--- TO DO ---
Change "thin twig" to "slender twig" in every item below, keeping everything else the same.

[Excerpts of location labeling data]
· · · ·

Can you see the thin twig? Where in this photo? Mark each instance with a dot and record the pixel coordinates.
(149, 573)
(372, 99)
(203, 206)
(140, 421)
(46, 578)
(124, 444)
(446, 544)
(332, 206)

· · · ·

--- SOLUTION TO THIS EXERCISE ---
Can you see the slender twig? Where in this photo? Mark each instance with a dot and record the pixel coordinates.
(149, 573)
(372, 99)
(203, 206)
(140, 421)
(46, 578)
(124, 444)
(446, 544)
(332, 206)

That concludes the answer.